WHAT IS BEING ASKED:
Continue the passage about identifying proto-Christadelphian groups, picking up after its final sentence.

However these efforts to identify proto-Christadelphian groups present us with a problem, one ably recognized by R. Roberts:
Are we to consider, then, that the churches in Roman Africa in the fourth and fifth centuries, and the various dissenting bodies in Switzerland, France, and others parts, were the true brethren of Christ? If so, why is it that what we, the Christadelphians, consider the truth is not to be found in their writings?[9]
The problem is that, though these groups dissented from Catholicism, they were not Christadelphians. R. McHaffie took this problem to its logical conclusion and presented the following dilemma: either these groups are not “brethren in Christ” (or proto-Christadelphian) or our definition of “brethren in Christ” is too stringent.[10] McHaffie’s own conclusion is that Christadelphians are too dogmatic regarding those “outside” and regarding which beliefs are necessary for salvation. The other alternative is to acknowledge that these groups were not “brethren in Christ” at all.

DATA SUPPLIED:
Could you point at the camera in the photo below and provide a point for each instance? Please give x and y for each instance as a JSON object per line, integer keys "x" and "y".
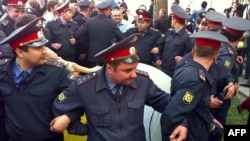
{"x": 215, "y": 129}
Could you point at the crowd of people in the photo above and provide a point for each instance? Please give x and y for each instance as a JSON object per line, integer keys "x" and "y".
{"x": 60, "y": 60}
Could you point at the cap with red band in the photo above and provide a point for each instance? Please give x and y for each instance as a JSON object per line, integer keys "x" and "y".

THE REPLY:
One thoughtful solution is the proposition that, while these groups were not a “faithful remnant” themselves, they did provide an environment in which the “remnant” could be preserved.[11] Roberts writes:
Though these communions were not in the mass the body of Christ, they contained it: while the church ascendant – the Catholic sun-invested woman, contained it not at all.[12]
H. Barker and W. H. Boulton also comment:
One can well imagine that under the shadow of these greater forces of opposition there would also be that passive resistance exercised by the true believers in Christ.[13]
Yet there is, to the best of my knowledge,[14] no evidence that proto-Christadelphians did exist within these groups.
In this article, I intend to present a synopsis of the beliefs of these various “heretical” groups and examine whether proto-Christadelphians could have flourished, or at least found sanctuary, within them. For the purposes of this article I am defining Christadelphian beliefs according to the Birmingham Amended Statement of Faith (BASF). I have marked divergences from that statement, either with an ‘S’ (statements to be accepted) or an ‘R’ (doctrines to be rejected).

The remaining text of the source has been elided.